Set exercise A — In the passage on "lech lecha," how many temples make up the Shikoku pilgrimage?
Set exercise B — Using the passage on "lech lecha," explain why the writer is particularly intrigued with the concept of pilgrimage.

Page —
★ ★ ★

1 Now the LORD said unto Abram: ‘Get thee out of thy country, and from thy kindred, and from thy father’s house, unto the land that I will show thee.
This is usually translated as “Get thee out (from your country and your birthplace and your father’s house. . . .)” But it literally means, “Go to yourself.” Rashi, understands lech lecha to mean: “go for yourself”. Lecha, he explains, means “for your benefit and for your good”. The Siftei Chachamim writes that lecha actually means li’retzoncha, according to your desire or will. According to the Pri Ha’aretz, Rebbe Menachem Mendel of Vitebsk “Go to find your true self. Go to develop yourself to its utmost. Go where? To the land that I will show you. To the place of the origin of Man’s body and soul.”
I am particularly intrigued with the concept of pilgrimage, because of Gideon Lewis-Kraus’s book; A Sense of Direction: Pilgrimage for the Restless and the Hopeful. Kraus; a secular Jewish writer in his early 30’s living a bohemian life with other expats in Berlin decides on a lark one early morning at a bar to go on a 500 mile Christian pilgrimage to the El Camino de Santiago. He becomes addicted to pilgriming and on completion of the Camino, does The Shikoku; a multi-site pilgrimage of 88 temples associated with the Buddhist monk Kūkai (Kōbō Daishi) on the island of Shikoku, Japan. His third and last pilgrimage is to Uman where he joins Hasidim (and his estranged gay-Rabbi father ) to visit the Beslever Rebbe’s grave.

★ ★ ★

Data provided —

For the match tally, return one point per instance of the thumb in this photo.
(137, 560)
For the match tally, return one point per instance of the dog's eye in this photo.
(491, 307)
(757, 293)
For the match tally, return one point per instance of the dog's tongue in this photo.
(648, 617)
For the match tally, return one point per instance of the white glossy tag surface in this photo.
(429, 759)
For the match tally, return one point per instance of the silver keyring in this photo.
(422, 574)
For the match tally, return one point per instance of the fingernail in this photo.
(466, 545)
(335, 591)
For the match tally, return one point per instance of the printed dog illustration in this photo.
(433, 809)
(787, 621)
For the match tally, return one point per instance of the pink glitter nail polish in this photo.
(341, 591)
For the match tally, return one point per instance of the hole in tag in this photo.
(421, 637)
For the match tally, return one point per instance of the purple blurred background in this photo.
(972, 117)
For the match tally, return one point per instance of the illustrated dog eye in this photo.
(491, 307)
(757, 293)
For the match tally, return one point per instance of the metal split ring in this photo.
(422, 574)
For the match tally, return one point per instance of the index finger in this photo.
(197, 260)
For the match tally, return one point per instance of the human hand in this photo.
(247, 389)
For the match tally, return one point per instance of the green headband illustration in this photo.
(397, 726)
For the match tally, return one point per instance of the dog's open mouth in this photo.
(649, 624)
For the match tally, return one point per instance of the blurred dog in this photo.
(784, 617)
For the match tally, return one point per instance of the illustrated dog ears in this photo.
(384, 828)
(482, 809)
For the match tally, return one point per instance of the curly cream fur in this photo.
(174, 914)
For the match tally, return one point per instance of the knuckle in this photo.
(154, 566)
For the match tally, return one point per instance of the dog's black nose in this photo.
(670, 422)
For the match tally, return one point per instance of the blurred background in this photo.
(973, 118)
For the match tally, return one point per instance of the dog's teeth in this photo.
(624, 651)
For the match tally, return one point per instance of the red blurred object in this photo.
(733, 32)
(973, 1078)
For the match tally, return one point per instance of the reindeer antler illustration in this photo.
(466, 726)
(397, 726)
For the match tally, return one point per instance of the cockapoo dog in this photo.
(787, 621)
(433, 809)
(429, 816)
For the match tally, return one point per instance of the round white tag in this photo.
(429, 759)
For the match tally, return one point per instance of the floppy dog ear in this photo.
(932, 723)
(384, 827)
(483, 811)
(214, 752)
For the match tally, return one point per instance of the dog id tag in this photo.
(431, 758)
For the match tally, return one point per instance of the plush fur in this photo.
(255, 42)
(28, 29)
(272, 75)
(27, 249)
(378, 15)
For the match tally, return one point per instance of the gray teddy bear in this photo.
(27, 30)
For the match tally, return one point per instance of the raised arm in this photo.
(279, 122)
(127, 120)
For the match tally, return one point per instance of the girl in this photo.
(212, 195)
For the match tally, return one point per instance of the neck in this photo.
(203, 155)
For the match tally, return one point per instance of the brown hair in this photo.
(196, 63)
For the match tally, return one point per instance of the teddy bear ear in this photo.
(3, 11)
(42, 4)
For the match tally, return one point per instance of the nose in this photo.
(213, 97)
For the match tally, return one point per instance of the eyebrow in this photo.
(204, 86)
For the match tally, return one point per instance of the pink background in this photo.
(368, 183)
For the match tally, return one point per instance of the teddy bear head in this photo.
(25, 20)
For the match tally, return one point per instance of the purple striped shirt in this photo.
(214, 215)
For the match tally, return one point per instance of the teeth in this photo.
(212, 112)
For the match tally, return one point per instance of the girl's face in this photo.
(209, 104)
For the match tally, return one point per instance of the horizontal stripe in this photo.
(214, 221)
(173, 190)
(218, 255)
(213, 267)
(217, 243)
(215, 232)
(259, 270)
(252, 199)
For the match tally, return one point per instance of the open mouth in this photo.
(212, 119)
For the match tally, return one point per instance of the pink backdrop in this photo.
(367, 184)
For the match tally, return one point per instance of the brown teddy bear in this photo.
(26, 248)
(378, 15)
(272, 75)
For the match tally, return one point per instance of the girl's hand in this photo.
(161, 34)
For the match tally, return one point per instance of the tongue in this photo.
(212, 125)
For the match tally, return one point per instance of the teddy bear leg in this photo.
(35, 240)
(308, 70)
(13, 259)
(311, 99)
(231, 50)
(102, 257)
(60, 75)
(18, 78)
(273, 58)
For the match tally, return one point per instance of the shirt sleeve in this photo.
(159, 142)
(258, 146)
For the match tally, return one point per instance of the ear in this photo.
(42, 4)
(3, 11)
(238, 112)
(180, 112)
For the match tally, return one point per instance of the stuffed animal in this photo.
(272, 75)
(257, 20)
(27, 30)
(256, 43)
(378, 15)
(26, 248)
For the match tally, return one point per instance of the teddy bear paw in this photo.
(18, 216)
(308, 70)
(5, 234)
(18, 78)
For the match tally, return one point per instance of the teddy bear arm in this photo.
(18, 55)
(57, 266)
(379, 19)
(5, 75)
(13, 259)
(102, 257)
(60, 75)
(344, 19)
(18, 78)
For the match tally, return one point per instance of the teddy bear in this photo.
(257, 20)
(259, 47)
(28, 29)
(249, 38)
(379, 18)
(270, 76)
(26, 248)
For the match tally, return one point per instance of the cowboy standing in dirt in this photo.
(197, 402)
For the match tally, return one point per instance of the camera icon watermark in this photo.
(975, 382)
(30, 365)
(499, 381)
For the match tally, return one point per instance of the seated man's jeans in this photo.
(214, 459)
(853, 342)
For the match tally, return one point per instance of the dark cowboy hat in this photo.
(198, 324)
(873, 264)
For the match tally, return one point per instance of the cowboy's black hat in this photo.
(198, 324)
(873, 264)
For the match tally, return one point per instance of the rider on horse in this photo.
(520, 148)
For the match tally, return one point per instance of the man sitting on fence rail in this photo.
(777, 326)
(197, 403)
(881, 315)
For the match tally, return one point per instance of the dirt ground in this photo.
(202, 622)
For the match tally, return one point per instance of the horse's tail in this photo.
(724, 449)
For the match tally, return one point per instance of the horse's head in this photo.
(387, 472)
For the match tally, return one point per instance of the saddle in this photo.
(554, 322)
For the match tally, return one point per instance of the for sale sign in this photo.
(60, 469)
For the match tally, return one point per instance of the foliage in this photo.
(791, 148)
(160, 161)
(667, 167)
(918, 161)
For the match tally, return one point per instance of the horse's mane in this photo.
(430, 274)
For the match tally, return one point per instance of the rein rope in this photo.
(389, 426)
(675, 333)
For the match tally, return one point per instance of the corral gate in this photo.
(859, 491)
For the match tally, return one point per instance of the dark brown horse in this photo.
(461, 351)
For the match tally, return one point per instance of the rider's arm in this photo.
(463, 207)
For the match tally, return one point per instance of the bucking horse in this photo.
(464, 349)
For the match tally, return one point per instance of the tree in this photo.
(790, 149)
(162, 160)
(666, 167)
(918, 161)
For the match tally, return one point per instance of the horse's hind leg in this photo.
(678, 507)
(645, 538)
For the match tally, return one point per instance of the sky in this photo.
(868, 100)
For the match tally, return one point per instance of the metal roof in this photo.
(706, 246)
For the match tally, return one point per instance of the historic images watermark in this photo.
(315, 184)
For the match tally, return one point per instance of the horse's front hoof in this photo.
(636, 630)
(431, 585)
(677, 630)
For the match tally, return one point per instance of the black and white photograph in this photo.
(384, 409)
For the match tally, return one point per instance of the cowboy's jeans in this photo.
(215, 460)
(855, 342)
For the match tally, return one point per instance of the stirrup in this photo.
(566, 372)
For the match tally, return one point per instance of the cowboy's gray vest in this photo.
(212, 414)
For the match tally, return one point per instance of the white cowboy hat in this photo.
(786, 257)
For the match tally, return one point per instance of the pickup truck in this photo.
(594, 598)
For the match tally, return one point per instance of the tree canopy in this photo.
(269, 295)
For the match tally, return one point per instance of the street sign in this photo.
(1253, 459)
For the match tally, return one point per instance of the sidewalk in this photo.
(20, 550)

★ ★ ★

Answer A — 88 temples

Answer B — The writer's interest comes from Gideon Lewis-Kraus's book A Sense of Direction: Pilgrimage for the Restless and the Hopeful. In it, Kraus, a secular Jewish writer living in Berlin, decides on a lark to walk the 500-mile El Camino de Santiago and then becomes addicted to pilgriming, going on to the Shikoku pilgrimage and to Uman.